## SUPPLIED PASSAGE
*-*-*

Definition

What it is

An open-source **durable runtime** for AI agents from ZenML, designed as the "outer harness" that sits underneath any agent SDK (Pydantic AI, LangGraph, LlamaIndex, custom) and provides transparent checkpointing, replayable state, asynchronous suspension, and S3-backed artifact persistence. Kitaru explicitly separates the agent's *inner* concerns (prompt shape, tool selection, model choice) from its *outer* concerns (failure recovery, resumability, infrastructure binding) — letting an agent survive Kubernetes pod evictions, function timeouts, and downstream API failures without losing progress.

Why it exists

Long-running autonomous agents are fundamentally a recursive while-loop interacting with stateful tools — a fragility profile no stateless microservice framework was designed for. Pre-Kitaru, agent developers either built bespoke checkpoint/replay logic on top of every framework or accepted that any pod eviction at step 11 of 12 burned the entire run. Kitaru makes the durable-execution primitive a reusable layer: each step boundary persists inputs + intermediate outputs + LLM responses to S3, and on failure the system resumes from the last successful boundary, not from zero.

Primary use cases

Long-running agents in regulated environments (compliance auto-audit, multi-day research synthesis, ETL agents) where rerunning is expensive or impossible; human-in-the-loop workflows where the agent must suspend for hours-to-days waiting for approval; multi-agent fan-out where the orchestrator needs to pause until secondary agents complete; replay-debugging for non-deterministic agent failures.

*-*-*

## QUESTIONS
1) List the failures that, according to the Kitaru definition, an agent can survive without losing progress.
2) Based on the Kitaru definition, answer yes or no to each statement and quote the words that decide it. (a) Kitaru comes from ZenML. (b) When a failure happens, the system restarts the run from the beginning. (c) Each step boundary saves LLM responses to S3.
3) Write the next part of the Kitaru definition, starting where it stops.

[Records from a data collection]
*-*-*

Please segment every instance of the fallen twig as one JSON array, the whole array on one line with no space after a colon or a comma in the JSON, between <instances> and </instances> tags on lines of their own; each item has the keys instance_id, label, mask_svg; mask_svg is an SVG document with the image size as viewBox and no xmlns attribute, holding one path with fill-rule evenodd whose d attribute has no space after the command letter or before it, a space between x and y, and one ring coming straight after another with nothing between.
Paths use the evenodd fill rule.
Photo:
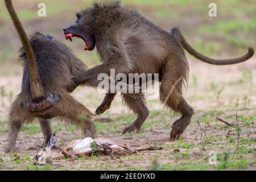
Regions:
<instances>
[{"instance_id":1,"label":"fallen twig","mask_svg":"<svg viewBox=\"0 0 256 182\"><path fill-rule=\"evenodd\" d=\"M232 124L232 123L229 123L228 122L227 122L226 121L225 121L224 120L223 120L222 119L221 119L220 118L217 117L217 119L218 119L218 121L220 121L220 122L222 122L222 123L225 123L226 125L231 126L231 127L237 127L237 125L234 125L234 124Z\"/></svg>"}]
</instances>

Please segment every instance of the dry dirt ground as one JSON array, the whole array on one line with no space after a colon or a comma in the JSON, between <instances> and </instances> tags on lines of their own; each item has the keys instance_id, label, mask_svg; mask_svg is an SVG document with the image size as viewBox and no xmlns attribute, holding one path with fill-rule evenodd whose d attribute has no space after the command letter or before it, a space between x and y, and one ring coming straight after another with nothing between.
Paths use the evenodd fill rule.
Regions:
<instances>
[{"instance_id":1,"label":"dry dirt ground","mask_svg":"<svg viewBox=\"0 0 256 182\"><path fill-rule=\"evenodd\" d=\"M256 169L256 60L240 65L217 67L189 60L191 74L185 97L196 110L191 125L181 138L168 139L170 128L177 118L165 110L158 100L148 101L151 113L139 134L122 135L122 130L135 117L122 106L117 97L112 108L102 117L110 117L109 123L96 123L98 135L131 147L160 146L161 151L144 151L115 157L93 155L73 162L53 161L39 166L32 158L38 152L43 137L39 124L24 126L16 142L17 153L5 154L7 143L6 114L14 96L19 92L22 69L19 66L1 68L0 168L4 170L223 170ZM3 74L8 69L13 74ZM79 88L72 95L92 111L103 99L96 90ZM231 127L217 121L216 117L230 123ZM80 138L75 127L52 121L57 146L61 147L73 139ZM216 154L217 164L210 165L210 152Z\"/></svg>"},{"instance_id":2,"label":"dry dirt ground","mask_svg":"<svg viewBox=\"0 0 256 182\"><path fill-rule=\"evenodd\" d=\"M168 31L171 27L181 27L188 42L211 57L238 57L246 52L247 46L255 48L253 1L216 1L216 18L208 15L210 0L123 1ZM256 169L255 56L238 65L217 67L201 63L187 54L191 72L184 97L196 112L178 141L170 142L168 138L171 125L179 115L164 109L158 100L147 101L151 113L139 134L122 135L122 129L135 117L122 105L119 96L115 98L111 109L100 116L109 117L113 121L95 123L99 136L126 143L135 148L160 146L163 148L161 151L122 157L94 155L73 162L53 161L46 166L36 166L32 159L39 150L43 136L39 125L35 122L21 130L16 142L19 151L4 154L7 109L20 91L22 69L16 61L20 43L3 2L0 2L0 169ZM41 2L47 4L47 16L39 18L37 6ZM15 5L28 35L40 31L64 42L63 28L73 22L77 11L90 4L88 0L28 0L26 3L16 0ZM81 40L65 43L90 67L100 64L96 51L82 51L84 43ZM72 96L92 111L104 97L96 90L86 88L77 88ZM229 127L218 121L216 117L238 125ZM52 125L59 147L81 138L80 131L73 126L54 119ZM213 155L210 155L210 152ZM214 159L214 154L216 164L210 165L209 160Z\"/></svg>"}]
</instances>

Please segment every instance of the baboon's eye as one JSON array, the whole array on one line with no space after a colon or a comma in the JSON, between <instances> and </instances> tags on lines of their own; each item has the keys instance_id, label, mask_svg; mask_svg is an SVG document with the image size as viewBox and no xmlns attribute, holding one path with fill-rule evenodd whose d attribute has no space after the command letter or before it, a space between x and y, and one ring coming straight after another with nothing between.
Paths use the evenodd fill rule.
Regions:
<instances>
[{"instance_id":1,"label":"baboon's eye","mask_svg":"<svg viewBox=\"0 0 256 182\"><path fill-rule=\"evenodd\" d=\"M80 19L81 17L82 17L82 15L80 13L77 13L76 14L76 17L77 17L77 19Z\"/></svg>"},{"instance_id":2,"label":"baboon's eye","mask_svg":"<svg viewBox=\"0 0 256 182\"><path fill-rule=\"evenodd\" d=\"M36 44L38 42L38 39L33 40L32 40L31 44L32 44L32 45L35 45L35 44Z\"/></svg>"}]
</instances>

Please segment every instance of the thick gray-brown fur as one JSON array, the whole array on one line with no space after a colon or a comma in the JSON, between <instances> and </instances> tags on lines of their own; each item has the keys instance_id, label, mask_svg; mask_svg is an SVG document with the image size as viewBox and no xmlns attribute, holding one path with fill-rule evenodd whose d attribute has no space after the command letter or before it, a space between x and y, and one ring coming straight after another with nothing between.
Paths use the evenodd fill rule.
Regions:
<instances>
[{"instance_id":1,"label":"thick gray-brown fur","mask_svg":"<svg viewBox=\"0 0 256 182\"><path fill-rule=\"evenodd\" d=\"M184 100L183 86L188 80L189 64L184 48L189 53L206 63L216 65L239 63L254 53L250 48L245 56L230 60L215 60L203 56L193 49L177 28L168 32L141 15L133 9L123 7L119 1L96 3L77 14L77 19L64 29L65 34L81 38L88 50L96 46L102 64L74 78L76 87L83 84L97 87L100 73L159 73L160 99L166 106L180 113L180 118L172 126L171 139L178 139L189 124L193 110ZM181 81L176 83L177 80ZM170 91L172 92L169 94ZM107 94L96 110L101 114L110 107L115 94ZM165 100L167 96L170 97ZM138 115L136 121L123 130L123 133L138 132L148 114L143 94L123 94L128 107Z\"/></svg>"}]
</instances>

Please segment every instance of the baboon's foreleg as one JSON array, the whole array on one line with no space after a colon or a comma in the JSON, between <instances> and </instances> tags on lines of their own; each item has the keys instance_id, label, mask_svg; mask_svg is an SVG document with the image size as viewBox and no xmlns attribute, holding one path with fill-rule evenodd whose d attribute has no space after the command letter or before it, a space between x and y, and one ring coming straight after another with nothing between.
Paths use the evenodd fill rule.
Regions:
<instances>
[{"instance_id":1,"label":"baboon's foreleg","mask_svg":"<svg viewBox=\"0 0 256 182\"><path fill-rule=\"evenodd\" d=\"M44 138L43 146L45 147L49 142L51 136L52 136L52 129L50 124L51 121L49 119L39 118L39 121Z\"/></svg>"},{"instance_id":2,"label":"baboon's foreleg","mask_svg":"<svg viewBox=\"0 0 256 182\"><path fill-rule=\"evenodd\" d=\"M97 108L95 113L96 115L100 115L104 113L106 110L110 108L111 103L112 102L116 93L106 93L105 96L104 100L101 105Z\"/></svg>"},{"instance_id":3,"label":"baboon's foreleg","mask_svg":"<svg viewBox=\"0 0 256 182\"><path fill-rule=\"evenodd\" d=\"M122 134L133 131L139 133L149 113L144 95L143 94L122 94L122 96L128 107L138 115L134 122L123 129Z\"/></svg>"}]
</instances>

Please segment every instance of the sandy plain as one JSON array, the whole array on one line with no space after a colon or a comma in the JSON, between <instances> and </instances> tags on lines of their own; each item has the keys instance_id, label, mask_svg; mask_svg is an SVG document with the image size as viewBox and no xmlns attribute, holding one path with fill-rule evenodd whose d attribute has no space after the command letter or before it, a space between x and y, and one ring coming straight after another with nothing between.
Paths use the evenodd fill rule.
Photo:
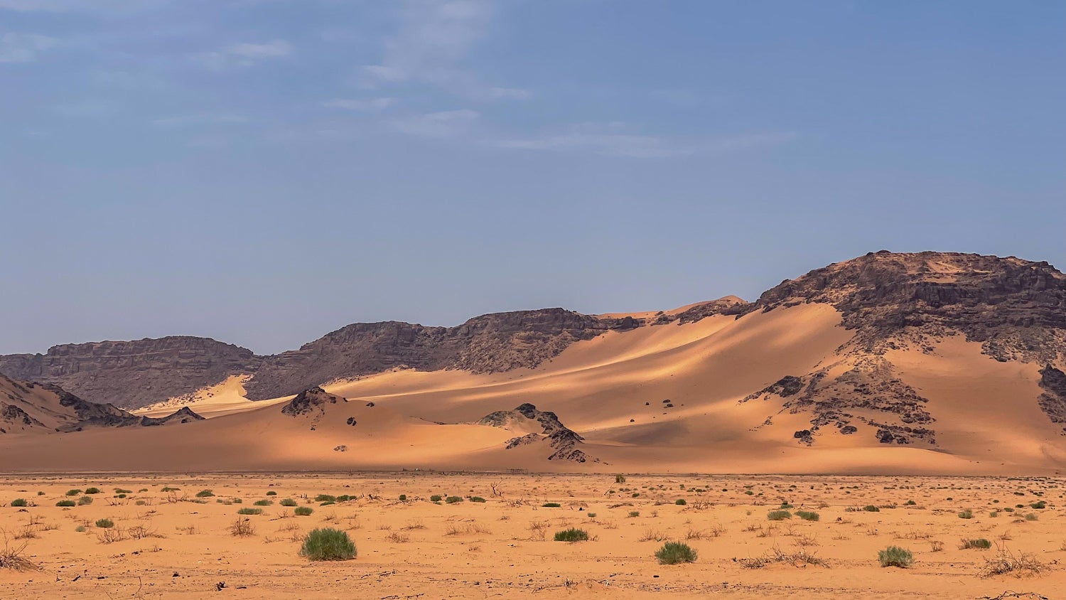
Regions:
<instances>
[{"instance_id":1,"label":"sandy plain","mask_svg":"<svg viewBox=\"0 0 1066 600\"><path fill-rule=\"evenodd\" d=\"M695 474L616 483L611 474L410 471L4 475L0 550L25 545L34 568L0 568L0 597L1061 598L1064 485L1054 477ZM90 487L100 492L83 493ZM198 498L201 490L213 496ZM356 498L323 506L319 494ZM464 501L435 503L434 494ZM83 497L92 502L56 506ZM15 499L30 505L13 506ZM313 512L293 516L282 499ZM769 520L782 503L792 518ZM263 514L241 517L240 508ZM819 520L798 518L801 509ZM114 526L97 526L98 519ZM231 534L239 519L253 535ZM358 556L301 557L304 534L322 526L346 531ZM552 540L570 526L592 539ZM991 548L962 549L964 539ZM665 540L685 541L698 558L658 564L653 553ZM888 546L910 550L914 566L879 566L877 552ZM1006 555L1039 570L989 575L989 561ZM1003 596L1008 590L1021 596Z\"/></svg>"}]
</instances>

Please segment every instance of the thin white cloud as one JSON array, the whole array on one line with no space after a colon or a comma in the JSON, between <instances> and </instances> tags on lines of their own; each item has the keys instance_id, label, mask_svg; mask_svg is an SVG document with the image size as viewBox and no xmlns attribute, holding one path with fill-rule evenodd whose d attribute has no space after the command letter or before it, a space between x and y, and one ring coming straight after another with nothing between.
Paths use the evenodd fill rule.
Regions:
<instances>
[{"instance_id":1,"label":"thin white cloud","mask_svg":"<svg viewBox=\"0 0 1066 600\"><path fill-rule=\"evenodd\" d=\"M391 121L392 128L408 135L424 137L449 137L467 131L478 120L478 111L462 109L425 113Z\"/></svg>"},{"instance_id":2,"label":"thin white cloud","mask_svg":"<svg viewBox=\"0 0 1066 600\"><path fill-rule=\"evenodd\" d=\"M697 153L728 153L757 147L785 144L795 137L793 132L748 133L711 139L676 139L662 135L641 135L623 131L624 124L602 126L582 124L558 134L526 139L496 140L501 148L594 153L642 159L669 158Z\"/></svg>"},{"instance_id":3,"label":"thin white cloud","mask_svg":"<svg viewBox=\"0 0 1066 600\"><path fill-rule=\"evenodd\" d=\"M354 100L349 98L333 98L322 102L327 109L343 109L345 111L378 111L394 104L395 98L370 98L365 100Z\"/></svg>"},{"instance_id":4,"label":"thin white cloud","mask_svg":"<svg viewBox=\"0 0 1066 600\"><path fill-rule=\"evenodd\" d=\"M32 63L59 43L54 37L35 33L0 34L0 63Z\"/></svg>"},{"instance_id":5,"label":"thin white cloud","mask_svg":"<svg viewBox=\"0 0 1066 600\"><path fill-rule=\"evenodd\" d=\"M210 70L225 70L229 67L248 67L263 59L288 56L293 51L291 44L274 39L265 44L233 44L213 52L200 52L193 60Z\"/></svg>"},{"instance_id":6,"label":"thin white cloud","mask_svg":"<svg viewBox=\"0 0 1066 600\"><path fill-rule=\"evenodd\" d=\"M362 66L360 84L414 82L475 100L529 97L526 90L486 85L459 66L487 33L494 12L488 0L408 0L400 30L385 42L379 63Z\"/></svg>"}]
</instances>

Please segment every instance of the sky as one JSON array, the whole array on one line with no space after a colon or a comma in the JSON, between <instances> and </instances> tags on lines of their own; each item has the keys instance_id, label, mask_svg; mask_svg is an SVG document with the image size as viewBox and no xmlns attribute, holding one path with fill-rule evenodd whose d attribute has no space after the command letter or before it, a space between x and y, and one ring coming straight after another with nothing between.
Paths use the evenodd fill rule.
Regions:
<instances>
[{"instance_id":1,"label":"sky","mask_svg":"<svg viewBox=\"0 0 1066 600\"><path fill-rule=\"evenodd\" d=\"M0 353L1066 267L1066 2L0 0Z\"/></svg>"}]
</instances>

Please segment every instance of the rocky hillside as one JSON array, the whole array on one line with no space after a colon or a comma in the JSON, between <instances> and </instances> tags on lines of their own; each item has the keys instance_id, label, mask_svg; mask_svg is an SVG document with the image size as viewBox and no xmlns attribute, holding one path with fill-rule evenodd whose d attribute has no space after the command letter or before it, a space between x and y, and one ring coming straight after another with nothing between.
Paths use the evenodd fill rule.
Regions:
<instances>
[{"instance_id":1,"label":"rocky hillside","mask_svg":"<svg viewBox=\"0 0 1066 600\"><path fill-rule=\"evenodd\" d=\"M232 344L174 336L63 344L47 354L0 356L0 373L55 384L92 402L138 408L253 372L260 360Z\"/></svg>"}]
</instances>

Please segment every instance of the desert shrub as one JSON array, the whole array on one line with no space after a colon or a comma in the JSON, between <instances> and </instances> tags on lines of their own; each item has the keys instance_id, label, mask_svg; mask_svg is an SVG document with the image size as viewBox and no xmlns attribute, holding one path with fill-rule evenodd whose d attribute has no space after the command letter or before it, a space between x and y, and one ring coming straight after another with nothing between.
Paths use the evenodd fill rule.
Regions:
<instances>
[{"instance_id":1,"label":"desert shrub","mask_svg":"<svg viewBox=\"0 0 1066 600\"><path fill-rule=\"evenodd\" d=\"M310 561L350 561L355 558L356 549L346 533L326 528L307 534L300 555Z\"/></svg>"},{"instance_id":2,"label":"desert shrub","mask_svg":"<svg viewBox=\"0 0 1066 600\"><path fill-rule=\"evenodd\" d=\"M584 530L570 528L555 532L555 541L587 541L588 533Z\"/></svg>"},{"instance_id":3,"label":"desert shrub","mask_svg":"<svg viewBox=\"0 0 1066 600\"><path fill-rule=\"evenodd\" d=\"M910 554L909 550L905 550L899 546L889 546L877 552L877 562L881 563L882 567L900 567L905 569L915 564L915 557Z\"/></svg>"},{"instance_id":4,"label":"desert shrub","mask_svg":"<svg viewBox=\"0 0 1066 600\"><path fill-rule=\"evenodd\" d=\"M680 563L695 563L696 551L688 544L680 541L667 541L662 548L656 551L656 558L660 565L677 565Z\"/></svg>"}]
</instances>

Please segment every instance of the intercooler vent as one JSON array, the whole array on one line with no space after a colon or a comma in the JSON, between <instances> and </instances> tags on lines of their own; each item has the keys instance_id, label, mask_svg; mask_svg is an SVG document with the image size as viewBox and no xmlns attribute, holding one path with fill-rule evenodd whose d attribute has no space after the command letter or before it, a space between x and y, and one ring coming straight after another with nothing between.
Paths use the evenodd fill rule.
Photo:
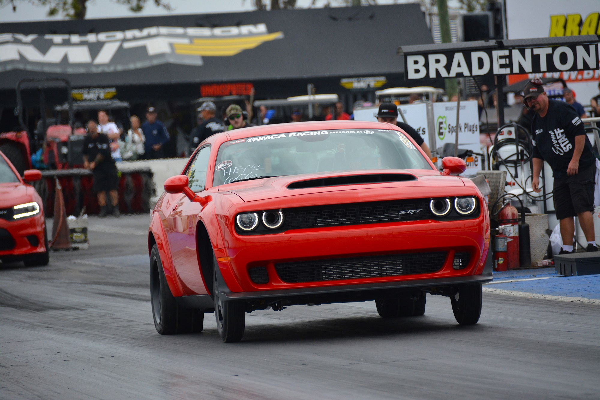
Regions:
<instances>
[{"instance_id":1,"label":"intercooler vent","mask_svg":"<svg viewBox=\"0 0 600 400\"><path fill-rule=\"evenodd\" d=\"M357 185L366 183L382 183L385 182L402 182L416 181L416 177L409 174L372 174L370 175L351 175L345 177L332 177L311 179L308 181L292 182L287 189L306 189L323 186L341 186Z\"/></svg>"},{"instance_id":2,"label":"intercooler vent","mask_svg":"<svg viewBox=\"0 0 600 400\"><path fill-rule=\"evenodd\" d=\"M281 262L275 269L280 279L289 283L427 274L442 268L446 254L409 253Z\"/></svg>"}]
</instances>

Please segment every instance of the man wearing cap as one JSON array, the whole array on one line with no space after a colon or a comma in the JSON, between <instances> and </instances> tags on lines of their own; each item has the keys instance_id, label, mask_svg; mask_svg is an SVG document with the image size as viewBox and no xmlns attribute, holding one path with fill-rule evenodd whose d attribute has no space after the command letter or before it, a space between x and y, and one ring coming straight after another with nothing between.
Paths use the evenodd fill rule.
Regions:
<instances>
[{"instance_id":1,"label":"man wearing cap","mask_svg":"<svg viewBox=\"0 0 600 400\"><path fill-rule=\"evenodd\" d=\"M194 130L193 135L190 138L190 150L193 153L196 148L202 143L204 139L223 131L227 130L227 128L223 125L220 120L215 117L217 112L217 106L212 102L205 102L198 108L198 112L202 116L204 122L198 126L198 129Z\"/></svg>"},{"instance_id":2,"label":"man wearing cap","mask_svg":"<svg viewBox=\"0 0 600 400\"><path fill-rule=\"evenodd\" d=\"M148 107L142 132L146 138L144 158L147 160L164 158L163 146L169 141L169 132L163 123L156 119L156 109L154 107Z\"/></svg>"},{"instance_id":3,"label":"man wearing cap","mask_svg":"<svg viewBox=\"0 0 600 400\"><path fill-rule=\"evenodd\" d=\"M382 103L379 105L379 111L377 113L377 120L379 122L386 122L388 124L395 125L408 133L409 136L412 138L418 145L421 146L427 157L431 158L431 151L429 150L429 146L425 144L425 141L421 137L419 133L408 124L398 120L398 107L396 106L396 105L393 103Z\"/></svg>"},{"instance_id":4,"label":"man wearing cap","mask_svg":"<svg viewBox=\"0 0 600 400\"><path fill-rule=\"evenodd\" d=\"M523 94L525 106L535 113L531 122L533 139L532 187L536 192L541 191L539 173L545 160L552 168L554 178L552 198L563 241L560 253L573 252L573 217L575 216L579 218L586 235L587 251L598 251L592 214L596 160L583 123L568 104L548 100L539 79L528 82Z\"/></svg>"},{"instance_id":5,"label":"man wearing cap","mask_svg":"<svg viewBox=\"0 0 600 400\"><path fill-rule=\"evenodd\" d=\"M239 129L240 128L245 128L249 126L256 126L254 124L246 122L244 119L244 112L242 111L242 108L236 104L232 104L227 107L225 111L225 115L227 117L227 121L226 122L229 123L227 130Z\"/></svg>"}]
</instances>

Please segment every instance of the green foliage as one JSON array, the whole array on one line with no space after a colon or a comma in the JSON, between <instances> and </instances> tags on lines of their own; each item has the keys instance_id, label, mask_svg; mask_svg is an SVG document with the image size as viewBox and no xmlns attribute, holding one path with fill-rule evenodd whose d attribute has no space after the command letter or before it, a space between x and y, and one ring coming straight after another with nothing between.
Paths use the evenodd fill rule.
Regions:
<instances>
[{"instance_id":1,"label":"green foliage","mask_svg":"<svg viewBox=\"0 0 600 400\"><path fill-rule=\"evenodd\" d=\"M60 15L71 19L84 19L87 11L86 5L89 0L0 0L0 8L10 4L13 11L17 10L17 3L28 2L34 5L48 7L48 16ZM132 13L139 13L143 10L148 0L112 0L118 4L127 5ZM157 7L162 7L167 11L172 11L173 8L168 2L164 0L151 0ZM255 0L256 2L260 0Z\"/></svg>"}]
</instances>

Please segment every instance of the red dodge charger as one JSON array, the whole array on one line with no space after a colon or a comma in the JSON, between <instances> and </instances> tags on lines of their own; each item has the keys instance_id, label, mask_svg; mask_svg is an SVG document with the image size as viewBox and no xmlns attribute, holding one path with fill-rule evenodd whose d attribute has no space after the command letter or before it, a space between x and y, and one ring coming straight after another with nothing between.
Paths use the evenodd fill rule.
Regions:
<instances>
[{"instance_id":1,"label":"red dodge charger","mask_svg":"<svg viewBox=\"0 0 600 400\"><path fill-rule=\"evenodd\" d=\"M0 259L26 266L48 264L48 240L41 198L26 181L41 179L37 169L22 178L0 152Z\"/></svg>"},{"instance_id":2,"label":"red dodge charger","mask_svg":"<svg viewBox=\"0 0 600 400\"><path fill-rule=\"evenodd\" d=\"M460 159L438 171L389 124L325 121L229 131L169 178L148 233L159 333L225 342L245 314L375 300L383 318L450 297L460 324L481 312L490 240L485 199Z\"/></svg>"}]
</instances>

*-*-*

## ANSWERS BY ITEM
1) Kubernetes pod evictions; function timeouts; downstream API failures

2)
(a) Yes: "An open-source **durable runtime** for AI agents from ZenML"
(b) No: "resumes from the last successful boundary, not from zero"
(c) Yes: "each step boundary persists inputs + intermediate outputs + LLM responses to S3"

3)
Recent developments

Latest signals

Kitaru repo public under ZenML. Active development, reference Python decorator API + S3-backed artifact store, Pydantic AI integration shipped as the flagship example. Per GitHub — zenml-io/kitaru.
Positioned against Restate as the agent-shaped durable runtime. ZenML's comparison frames Restate as optimized for traditional workflows (strongly consistent virtual objects, journaled event logs) and Kitaru as agent-optimized (versioned artifact storage, artifact lineage, pause/resume aligned with LLM generation cycles). Per ZenML — Kitaru vs Restate.
Pydantic AI integration documented end-to-end. Pydantic published a long-form article on Kitaru as the durable runtime layer under Pydantic AI agents. Per Pydantic — Runtime layer for Pydantic AI agents.
Artifact-versioned failure semantics. An interrupted run becomes a versioned addressable S3 artifact, not a stack trace — developers inspect intermediate outputs, correct faulty assumptions, override a checkpoint, and resume downstream. Per ZenML — Kitaru product page.